Task requirements ▸
Reproduce the entries below without any change, from the line containing "Keypoint placement rule: for each instance of the metal" through the end of the entries.

--- Dataset extract ---

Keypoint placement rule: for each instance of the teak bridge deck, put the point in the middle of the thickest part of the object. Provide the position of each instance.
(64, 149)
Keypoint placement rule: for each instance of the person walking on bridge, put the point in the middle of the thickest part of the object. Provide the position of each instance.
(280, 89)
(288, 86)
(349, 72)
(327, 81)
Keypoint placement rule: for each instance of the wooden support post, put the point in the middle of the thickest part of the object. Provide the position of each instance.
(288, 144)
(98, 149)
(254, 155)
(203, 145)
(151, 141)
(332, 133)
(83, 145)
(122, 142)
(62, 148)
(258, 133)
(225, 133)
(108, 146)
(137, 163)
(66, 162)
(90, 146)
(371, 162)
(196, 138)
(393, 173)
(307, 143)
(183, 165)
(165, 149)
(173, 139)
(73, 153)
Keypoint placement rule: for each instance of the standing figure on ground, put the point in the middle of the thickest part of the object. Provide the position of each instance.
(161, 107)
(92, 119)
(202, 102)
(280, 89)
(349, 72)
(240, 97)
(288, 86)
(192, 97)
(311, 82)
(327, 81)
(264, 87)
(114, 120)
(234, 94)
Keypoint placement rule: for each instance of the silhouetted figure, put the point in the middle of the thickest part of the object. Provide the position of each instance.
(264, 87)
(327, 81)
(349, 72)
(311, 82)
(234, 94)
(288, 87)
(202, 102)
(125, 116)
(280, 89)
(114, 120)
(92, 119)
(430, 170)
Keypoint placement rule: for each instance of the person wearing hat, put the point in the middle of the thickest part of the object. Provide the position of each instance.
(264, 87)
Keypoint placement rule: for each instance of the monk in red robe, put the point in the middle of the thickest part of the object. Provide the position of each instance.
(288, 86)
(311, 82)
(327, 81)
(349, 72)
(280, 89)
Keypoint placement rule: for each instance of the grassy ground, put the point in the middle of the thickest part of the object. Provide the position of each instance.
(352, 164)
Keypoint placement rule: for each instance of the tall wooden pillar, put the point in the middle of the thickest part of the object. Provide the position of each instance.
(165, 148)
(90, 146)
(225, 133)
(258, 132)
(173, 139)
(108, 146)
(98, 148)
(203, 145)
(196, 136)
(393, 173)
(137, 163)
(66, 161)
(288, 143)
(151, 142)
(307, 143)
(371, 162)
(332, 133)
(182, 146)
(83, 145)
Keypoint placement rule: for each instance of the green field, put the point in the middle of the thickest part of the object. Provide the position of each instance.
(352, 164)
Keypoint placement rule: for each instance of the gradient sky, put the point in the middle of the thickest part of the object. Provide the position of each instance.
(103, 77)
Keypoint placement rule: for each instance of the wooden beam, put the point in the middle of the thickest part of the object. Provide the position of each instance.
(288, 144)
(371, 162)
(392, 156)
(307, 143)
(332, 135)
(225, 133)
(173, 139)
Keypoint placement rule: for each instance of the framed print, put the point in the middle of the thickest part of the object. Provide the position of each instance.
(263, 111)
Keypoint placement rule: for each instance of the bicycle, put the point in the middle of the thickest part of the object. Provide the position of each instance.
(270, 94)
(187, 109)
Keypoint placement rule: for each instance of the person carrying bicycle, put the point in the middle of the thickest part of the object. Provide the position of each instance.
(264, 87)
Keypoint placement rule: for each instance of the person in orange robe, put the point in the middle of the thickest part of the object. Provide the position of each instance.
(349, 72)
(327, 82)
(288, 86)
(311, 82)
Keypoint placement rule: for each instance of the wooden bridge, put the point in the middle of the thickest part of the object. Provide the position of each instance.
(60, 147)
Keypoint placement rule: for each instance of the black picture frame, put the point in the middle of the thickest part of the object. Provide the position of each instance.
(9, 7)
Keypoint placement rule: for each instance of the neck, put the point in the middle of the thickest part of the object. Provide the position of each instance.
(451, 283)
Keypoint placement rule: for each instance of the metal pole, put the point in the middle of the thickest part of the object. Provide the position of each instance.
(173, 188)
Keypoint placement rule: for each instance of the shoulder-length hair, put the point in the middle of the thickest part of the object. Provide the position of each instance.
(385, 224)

---

Result below ▸
Keypoint placement rule: for each instance of the metal pole, put the point in the middle of the thickest part of the object. Provide the position of each instance.
(173, 188)
Keypoint placement rule: for each instance of the shoulder-length hair, put the point in the middle of the thickest part of the object. Provide the position of each instance.
(385, 224)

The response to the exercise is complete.